Lavender Love

Almost 50 years ago I was fresh out of university and was working as a private gardener for an estate in Mississauga, Ontario.  The owner, who had the wonderful gardener name of Mrs. Iris Appleby, was an octogenarian who had emigrated with her husband from Wales in the 1920’s.

Being a young bride, she suffered some homesickness so her father in the UK would send her the local newspapers.  She was delighted when one week he included slips of lavender from his garden.

Mrs. Appleby managed to root a number of slips and she put them throughout the garden.  When I started working for her almost 50 years later there were beautiful fragrant masses that offered a big showing in her perennial borders.  I was amazed at how it was:  it grew well in sandy soil, was drought tolerant, disease and insect free and even the salt from the road didn’t seem to damage it.

Flash forward to today and I now have lots of lavender growing in my own garden.  Some is the original Welsh variety that Mrs. Appleby shared with me. The rest is made up of named varieties from two great gardens in England:

  • Munstead Blue, named after the home of famed British garden designer Gertrude Jekyll, and
  • Hidcote, named after the garden created by Major Lawrence Johnson.

Lavender usually flowers during the best weather of summer from the middle of July into August.  The astringent but refreshing fragrance will waft upstairs to open bedroom windows on a summer night and offers a relaxing and rejuvenating sleep.  The scent also takes me back to my childhood when my grandmother would put lavender oil on our pillows to help us breathe when we were suffering chest colds.

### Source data
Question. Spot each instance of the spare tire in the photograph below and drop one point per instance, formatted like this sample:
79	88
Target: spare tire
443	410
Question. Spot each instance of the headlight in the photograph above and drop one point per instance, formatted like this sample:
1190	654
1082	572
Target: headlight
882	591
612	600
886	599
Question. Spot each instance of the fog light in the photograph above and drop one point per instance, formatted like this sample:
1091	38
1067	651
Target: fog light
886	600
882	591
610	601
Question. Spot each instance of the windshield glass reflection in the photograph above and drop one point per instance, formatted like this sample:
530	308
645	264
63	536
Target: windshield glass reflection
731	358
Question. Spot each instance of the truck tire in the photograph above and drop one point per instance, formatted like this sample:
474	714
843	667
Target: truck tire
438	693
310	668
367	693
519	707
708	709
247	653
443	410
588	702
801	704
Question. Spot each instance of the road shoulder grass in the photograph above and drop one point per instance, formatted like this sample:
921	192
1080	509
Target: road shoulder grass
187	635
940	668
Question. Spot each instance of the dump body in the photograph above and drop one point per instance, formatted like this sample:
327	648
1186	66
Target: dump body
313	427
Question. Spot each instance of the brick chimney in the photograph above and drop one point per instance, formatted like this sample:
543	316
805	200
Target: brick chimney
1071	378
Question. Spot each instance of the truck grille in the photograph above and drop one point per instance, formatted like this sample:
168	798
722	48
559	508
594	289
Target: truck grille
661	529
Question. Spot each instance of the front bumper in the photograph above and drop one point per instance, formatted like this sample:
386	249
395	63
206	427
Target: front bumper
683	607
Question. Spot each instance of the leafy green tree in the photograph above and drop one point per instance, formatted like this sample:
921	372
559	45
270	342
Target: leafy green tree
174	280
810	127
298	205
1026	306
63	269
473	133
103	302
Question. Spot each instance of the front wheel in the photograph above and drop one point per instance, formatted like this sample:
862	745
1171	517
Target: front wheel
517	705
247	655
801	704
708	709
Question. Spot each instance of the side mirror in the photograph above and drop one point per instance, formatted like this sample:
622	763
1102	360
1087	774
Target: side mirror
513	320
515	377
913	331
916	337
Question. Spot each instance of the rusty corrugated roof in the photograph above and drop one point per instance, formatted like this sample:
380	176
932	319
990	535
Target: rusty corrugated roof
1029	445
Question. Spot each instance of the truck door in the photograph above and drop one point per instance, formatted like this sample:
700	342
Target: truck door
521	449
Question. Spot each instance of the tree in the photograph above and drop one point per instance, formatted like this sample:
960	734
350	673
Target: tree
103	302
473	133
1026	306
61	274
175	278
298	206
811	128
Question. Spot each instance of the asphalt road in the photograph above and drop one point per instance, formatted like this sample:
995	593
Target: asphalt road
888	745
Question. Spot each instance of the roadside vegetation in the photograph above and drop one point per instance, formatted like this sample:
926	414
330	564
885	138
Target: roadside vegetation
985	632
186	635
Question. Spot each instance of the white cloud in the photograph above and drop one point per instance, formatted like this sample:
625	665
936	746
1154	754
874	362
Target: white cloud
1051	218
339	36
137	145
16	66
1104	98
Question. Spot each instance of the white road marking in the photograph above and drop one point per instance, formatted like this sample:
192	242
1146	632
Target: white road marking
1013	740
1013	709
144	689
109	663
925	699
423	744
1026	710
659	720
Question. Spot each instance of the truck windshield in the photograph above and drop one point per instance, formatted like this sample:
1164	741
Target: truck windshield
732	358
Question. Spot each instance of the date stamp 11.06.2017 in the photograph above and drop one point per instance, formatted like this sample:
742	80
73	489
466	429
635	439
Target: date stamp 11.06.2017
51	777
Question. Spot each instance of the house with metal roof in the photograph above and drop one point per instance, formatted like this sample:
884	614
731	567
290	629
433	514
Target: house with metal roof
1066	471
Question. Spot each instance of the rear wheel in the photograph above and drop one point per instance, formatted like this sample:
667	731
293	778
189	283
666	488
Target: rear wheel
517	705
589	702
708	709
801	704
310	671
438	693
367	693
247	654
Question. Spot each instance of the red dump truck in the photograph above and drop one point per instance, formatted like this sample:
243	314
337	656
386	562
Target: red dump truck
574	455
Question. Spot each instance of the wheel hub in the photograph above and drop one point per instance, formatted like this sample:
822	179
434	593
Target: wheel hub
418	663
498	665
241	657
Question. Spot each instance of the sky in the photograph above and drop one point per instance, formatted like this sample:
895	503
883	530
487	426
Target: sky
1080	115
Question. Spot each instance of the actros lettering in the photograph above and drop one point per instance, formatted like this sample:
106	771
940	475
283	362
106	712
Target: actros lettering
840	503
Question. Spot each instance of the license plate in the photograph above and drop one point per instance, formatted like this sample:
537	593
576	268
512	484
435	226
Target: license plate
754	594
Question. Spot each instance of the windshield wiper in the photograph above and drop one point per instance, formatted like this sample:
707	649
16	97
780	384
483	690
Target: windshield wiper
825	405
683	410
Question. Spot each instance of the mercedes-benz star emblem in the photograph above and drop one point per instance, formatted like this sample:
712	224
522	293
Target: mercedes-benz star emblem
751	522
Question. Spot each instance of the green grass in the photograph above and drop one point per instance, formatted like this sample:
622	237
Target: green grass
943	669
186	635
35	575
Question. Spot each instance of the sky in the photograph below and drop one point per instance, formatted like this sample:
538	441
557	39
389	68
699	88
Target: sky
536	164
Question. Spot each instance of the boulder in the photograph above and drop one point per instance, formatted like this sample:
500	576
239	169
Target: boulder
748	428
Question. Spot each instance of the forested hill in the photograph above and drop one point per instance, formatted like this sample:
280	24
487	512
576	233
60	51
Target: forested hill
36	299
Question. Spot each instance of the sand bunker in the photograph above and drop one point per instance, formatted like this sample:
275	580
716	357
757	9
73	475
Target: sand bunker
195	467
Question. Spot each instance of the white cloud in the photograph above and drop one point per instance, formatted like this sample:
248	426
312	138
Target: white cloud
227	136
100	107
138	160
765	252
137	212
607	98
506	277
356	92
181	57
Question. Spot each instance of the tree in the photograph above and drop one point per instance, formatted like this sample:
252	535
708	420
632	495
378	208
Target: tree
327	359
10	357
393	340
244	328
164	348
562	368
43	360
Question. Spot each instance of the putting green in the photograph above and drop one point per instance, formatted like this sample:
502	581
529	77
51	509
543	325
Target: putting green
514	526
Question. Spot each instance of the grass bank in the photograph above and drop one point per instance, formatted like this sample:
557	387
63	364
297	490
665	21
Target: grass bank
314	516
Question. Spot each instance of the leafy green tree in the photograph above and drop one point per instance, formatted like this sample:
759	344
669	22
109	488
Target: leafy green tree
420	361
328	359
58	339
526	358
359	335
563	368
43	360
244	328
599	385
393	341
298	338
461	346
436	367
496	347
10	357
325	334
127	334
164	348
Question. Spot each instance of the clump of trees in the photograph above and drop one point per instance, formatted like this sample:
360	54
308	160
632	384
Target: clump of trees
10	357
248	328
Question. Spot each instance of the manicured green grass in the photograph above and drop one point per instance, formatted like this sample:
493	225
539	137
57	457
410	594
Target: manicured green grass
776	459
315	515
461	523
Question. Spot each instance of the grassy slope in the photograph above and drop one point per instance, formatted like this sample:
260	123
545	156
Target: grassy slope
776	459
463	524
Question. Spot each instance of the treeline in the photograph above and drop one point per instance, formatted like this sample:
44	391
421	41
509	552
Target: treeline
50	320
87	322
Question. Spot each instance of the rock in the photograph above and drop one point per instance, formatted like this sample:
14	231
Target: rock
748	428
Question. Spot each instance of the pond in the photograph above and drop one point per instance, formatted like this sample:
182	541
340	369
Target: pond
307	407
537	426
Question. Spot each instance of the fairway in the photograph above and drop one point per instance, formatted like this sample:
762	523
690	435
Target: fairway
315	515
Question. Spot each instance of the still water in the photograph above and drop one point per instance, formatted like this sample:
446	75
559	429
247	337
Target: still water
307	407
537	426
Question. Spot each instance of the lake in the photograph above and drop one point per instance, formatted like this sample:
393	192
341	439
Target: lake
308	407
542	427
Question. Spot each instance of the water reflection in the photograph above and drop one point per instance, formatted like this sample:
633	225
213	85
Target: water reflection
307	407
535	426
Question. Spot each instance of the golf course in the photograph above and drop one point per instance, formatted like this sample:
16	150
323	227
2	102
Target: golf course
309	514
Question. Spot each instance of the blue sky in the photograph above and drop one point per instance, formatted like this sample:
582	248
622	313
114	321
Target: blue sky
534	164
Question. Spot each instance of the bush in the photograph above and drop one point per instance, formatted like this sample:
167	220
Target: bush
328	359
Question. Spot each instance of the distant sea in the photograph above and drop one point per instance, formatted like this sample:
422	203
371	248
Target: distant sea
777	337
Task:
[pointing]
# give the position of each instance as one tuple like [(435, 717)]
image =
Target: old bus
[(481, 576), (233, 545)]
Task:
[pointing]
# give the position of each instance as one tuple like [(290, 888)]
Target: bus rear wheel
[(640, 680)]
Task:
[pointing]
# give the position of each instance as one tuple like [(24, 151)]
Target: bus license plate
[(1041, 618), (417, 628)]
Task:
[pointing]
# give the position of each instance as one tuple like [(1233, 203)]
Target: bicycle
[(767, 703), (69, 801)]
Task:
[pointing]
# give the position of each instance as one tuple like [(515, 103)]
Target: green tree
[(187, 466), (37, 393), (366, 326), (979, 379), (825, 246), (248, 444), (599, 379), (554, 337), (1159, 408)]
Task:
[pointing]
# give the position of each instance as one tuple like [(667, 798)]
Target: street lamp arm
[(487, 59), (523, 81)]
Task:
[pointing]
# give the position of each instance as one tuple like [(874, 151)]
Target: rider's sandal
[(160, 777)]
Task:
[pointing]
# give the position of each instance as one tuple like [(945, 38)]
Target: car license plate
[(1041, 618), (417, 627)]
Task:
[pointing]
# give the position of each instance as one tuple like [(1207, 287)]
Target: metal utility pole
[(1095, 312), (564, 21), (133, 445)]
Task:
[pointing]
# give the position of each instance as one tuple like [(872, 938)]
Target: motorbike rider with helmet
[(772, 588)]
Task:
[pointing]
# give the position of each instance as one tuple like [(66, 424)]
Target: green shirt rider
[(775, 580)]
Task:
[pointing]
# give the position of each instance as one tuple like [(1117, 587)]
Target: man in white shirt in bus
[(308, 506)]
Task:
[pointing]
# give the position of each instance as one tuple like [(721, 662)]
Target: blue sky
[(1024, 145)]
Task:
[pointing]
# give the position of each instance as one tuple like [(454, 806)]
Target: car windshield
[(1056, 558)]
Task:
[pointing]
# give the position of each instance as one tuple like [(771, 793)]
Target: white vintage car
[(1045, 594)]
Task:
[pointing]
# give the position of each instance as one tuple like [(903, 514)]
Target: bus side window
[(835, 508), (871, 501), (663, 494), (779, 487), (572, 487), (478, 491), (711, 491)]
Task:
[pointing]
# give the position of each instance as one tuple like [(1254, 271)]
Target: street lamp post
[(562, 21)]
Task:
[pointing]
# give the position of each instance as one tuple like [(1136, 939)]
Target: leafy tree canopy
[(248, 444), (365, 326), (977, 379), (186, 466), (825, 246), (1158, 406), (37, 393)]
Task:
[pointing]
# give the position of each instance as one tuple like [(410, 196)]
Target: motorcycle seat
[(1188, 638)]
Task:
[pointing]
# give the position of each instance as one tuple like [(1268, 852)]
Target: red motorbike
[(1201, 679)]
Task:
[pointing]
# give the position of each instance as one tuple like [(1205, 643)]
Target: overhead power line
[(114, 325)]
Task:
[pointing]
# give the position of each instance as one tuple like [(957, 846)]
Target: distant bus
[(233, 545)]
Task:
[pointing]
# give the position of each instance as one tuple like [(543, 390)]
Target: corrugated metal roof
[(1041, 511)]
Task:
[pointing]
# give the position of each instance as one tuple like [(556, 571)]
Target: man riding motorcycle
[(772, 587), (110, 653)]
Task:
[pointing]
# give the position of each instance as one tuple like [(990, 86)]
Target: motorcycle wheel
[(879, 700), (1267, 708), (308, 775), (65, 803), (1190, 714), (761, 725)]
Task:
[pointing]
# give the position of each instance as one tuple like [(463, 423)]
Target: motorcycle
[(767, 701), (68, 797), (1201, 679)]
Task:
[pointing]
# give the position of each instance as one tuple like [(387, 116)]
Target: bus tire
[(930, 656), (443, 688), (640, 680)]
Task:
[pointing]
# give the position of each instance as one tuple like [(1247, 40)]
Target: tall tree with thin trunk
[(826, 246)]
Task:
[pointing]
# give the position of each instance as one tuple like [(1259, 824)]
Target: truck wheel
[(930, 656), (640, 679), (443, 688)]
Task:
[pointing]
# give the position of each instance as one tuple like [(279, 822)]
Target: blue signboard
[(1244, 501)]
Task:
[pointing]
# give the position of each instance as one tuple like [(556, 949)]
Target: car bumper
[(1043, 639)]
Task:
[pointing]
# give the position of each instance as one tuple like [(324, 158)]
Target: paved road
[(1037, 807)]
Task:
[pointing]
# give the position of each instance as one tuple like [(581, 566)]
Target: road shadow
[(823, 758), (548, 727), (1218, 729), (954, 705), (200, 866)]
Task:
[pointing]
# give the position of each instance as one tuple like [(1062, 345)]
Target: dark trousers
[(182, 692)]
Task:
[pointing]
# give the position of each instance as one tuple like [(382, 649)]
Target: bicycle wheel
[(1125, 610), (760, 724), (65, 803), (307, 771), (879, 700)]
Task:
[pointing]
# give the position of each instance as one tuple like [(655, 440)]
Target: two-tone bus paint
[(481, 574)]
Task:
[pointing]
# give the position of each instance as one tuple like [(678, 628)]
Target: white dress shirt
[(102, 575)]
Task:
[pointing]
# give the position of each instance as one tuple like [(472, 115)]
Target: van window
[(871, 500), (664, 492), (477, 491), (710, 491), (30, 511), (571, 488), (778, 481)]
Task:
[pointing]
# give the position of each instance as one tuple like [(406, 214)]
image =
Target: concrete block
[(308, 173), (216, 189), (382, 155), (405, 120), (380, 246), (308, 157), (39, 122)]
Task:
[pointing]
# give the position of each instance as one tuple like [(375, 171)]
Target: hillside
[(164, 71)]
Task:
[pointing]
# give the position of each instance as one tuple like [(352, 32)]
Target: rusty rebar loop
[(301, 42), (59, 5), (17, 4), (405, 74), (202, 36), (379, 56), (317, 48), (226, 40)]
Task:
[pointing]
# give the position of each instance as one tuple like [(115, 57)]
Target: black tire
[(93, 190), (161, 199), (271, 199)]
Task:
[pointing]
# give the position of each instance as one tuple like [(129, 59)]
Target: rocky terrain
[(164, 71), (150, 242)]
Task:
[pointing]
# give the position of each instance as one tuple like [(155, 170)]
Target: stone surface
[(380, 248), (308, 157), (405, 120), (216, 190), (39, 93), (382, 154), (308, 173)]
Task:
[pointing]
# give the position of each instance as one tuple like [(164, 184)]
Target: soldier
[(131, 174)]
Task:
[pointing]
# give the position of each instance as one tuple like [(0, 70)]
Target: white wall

### Task item A
Answer these questions using the text on lavender:
(i) From which country had Mrs. Appleby emigrated with her husband?
(ii) After whose home is the Munstead Blue variety named?
(iii) During what period does lavender usually flower?
### Task item B
Write a continuation of the text on lavender, beginning after its final sentence.

### Task answer A
(i) Wales
(ii) The home of the British garden designer Gertrude Jekyll
(iii) From the middle of July into August

### Task answer B
Maintenance of lavender is usually a hard shearing back in the Spring.  The stems of the plants may become woody after a decade so if the plant isn’t being as prolific as it could be, I’ll pull it out and replace it with a self-sown seedling that has volunteered itself in the same vicinity.  Spittle bugs will leave some of their froth on the stems but other than that lavender is very insect resistant.

Lavender is also a great plant as a natural mosquito repellant.  The scent of dried lavender leaves and flowers sewn into a sachet will keep clothing smelling fresh and clean and deters moths from woollens and closets.  The strongest scent is obtained if the flowers are picked just as the first buds begin to open.

An easy to grow, reliable and disease-free plant known to induce calmness and relaxation and reliably perennial, Hidcote and Munstead lavender deserve a space in every garden.